Challenge:
Can you print the lines of the records below verbatim, starting with the line containing "of the ceramic" and going on through the last line of the records?

Listed records:

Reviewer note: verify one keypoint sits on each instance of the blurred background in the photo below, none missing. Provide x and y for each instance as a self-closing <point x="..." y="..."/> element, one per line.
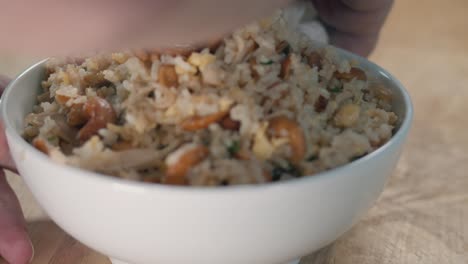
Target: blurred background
<point x="422" y="215"/>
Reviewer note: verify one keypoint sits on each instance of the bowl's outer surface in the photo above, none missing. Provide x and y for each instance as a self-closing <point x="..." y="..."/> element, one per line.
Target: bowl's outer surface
<point x="143" y="224"/>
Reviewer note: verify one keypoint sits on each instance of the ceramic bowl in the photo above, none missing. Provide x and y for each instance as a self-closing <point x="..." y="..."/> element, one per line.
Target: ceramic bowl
<point x="140" y="223"/>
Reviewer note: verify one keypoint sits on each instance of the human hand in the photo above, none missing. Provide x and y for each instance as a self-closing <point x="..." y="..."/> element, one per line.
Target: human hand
<point x="354" y="24"/>
<point x="15" y="245"/>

Expected answer:
Reviewer note: verify one keypoint sits on each instance of the ceramic bowl in the photo above, none missing. Provide x and y for each instance as a self-closing <point x="..." y="..."/> element, one per line.
Target: ceramic bowl
<point x="140" y="223"/>
Reviewer note: verify one keypoint sits on each instance of the human hand in the photo above, none missing. Provide x and y for each instance as a self-closing <point x="..." y="..."/> element, one per line.
Target: human hand
<point x="354" y="24"/>
<point x="15" y="245"/>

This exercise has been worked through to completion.